### Exercise requirements
Within the data that follows, tally every line containing "entrance". Provide only the tally.

### Information
* * * * * * *

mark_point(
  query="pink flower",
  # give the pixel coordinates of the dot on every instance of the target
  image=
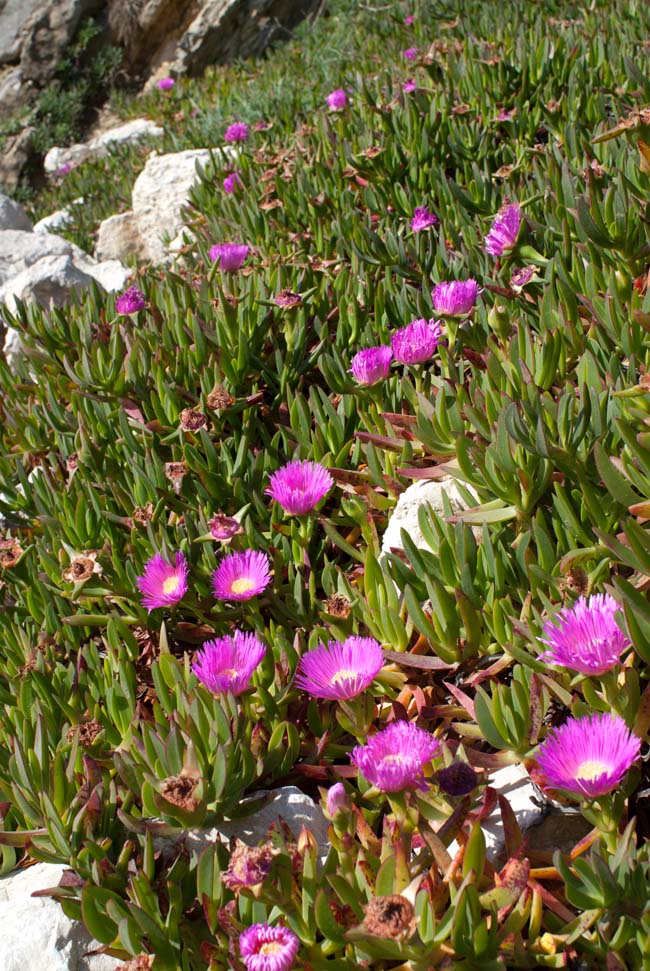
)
(423, 219)
(585, 637)
(130, 301)
(163, 585)
(237, 132)
(456, 298)
(266, 948)
(241, 576)
(337, 100)
(227, 663)
(232, 182)
(416, 342)
(299, 486)
(372, 364)
(231, 256)
(588, 756)
(504, 232)
(395, 757)
(340, 670)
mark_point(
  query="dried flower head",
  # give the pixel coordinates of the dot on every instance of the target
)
(395, 757)
(266, 948)
(588, 756)
(372, 364)
(585, 637)
(416, 342)
(504, 232)
(241, 576)
(340, 670)
(163, 585)
(299, 486)
(227, 663)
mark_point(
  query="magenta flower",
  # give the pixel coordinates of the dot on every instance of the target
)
(337, 100)
(232, 182)
(266, 948)
(416, 342)
(372, 364)
(588, 756)
(423, 219)
(340, 670)
(161, 584)
(237, 132)
(241, 576)
(585, 637)
(130, 301)
(456, 298)
(504, 232)
(299, 486)
(231, 256)
(227, 663)
(395, 757)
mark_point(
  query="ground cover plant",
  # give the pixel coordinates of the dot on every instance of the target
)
(431, 260)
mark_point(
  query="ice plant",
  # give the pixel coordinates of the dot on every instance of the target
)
(162, 584)
(337, 100)
(423, 219)
(227, 663)
(395, 757)
(130, 301)
(504, 232)
(241, 576)
(585, 637)
(341, 670)
(299, 486)
(456, 298)
(237, 132)
(231, 256)
(372, 364)
(266, 948)
(416, 342)
(588, 756)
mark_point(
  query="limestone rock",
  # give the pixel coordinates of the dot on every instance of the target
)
(13, 216)
(35, 931)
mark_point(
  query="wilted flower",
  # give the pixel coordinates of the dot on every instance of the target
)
(232, 182)
(372, 364)
(227, 663)
(224, 527)
(395, 757)
(231, 256)
(423, 219)
(585, 637)
(241, 576)
(237, 132)
(340, 670)
(504, 232)
(130, 301)
(299, 486)
(266, 948)
(456, 298)
(161, 584)
(337, 100)
(416, 342)
(588, 756)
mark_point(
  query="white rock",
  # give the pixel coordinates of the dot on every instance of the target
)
(36, 933)
(13, 216)
(127, 134)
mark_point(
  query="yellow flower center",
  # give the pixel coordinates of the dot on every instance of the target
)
(590, 769)
(171, 584)
(242, 585)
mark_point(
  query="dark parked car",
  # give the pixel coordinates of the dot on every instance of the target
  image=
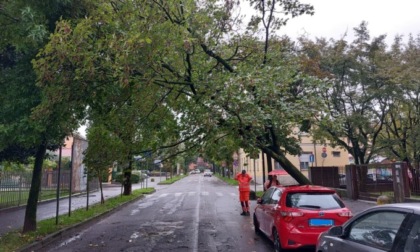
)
(392, 227)
(294, 216)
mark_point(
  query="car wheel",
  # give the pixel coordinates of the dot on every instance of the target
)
(276, 241)
(256, 225)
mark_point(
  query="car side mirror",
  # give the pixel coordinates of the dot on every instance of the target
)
(336, 231)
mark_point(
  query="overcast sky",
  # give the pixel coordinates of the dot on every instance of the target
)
(333, 18)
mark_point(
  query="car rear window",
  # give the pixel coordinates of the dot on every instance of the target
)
(313, 200)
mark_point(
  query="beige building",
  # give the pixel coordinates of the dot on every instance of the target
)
(312, 155)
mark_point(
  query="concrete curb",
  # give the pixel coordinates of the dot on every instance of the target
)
(38, 245)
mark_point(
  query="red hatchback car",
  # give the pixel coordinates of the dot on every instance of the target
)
(294, 216)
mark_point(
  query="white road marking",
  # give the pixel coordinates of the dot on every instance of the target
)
(196, 220)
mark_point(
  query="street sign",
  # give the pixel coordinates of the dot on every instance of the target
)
(311, 158)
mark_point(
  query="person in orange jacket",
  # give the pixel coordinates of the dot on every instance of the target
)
(244, 190)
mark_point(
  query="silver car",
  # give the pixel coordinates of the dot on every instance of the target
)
(392, 227)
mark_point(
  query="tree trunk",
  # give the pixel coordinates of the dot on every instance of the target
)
(287, 165)
(127, 179)
(32, 204)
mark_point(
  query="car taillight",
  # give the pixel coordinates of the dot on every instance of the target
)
(288, 216)
(345, 214)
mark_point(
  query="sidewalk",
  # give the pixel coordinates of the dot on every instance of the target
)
(11, 219)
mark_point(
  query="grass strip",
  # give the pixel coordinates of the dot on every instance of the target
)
(15, 240)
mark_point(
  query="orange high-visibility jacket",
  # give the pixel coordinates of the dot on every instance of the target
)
(243, 182)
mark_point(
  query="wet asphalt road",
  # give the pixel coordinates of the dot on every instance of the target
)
(194, 214)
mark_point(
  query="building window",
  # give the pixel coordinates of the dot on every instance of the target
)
(304, 161)
(336, 154)
(304, 166)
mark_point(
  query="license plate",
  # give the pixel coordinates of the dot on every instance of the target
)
(321, 222)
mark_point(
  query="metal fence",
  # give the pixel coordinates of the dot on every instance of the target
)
(370, 181)
(15, 186)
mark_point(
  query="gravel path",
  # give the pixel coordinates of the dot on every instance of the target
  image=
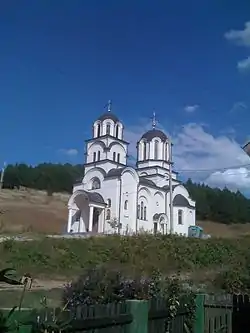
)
(37, 285)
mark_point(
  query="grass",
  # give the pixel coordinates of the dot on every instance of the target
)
(32, 299)
(138, 254)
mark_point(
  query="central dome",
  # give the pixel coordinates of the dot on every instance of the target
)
(108, 115)
(154, 133)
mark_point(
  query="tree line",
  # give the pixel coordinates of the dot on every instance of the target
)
(211, 203)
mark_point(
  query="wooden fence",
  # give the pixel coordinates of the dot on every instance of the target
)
(214, 314)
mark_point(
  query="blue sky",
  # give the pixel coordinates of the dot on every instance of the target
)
(60, 62)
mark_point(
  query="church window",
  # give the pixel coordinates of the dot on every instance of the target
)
(117, 131)
(96, 184)
(144, 150)
(180, 216)
(155, 227)
(98, 130)
(126, 204)
(138, 211)
(108, 128)
(141, 216)
(156, 150)
(108, 214)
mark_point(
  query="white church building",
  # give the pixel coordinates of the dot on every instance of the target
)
(113, 197)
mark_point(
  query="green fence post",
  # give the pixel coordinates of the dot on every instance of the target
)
(139, 311)
(199, 324)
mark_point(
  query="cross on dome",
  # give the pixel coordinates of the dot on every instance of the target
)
(154, 120)
(109, 105)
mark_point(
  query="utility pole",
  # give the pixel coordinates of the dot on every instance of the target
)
(170, 187)
(2, 176)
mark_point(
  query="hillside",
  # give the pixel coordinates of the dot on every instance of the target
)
(46, 212)
(33, 211)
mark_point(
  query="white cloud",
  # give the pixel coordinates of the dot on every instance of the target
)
(216, 160)
(240, 37)
(69, 152)
(244, 65)
(191, 108)
(238, 106)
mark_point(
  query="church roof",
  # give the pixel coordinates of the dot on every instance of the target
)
(145, 181)
(115, 172)
(108, 115)
(181, 201)
(153, 133)
(95, 197)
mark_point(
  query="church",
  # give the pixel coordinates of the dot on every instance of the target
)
(114, 197)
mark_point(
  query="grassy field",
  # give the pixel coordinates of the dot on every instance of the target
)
(217, 262)
(33, 212)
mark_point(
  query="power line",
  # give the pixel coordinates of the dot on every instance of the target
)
(214, 169)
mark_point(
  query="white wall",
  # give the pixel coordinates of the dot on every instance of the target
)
(118, 148)
(129, 183)
(188, 213)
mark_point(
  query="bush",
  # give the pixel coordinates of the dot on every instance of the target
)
(134, 256)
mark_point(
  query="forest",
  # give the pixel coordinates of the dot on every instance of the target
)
(211, 203)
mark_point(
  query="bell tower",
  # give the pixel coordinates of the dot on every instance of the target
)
(107, 149)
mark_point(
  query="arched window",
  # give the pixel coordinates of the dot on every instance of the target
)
(98, 130)
(180, 216)
(116, 131)
(166, 157)
(141, 217)
(108, 128)
(138, 211)
(156, 150)
(96, 184)
(126, 205)
(144, 150)
(108, 215)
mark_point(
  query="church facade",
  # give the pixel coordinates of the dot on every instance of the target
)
(113, 197)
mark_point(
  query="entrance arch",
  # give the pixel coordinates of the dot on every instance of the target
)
(86, 212)
(160, 223)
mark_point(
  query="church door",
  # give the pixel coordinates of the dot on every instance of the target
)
(95, 220)
(155, 228)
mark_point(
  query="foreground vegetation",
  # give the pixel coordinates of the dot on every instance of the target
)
(211, 204)
(223, 263)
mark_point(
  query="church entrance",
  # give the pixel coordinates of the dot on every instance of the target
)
(86, 213)
(96, 216)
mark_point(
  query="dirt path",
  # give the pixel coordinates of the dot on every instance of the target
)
(37, 285)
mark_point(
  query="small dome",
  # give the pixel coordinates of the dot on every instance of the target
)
(108, 115)
(149, 135)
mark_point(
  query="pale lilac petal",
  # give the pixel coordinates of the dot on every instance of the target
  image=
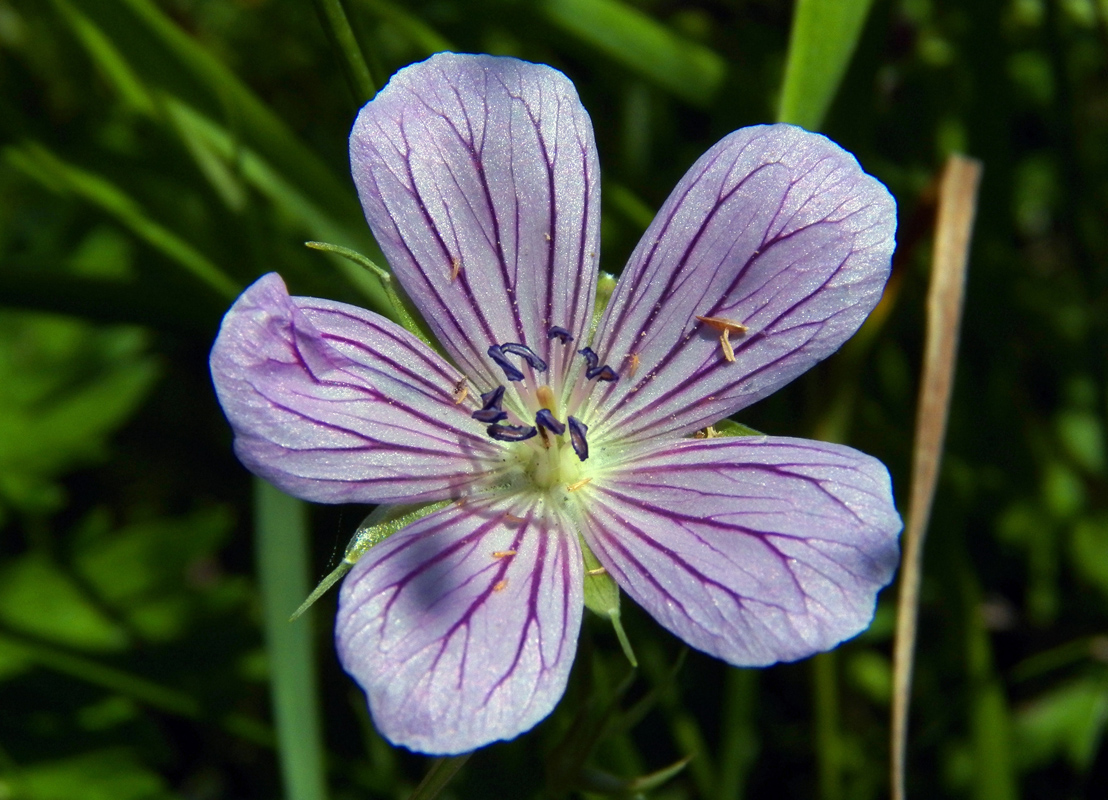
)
(776, 228)
(755, 549)
(462, 627)
(334, 403)
(486, 167)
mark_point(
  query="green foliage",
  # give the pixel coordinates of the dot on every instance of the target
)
(160, 155)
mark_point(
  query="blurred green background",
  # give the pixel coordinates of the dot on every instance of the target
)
(156, 156)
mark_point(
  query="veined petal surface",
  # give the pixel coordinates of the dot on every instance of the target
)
(462, 627)
(480, 181)
(776, 228)
(751, 549)
(337, 404)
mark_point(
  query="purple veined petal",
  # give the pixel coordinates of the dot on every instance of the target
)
(337, 404)
(480, 181)
(776, 228)
(755, 549)
(462, 627)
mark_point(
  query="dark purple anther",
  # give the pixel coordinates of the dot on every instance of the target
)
(490, 409)
(560, 334)
(577, 431)
(498, 355)
(604, 372)
(545, 418)
(512, 433)
(526, 354)
(595, 370)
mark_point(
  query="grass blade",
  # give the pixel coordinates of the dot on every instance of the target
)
(281, 553)
(824, 34)
(643, 44)
(55, 174)
(334, 17)
(957, 198)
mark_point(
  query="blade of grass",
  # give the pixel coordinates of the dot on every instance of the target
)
(824, 34)
(424, 38)
(125, 684)
(281, 552)
(643, 44)
(335, 20)
(55, 174)
(440, 775)
(957, 200)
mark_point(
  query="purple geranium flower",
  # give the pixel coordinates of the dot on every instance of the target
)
(480, 181)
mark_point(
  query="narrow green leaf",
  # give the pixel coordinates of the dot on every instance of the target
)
(824, 34)
(440, 775)
(337, 24)
(37, 161)
(281, 543)
(690, 71)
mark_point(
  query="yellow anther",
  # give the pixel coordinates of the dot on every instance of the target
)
(726, 327)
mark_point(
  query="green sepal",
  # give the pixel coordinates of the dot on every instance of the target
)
(381, 523)
(400, 313)
(605, 285)
(602, 597)
(730, 428)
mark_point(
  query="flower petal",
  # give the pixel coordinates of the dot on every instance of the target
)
(479, 177)
(337, 404)
(755, 549)
(462, 627)
(775, 228)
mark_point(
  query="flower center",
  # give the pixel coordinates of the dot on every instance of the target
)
(555, 441)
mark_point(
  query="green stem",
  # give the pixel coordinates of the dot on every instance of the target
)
(281, 553)
(357, 71)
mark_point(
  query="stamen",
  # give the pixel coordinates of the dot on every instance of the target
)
(526, 354)
(594, 369)
(561, 334)
(512, 433)
(577, 431)
(545, 418)
(490, 407)
(498, 355)
(604, 372)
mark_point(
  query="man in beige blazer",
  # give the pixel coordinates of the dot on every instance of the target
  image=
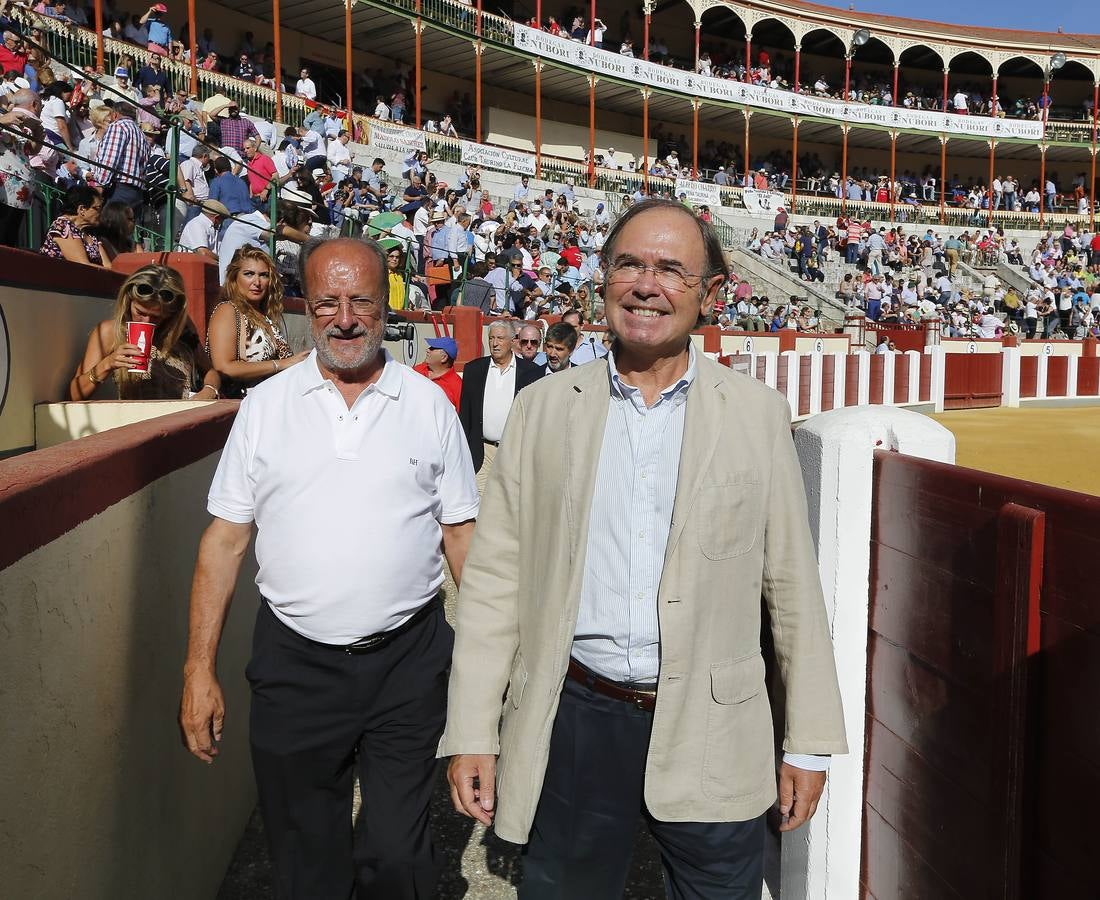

* * * * * * *

### Answer for this exercise
2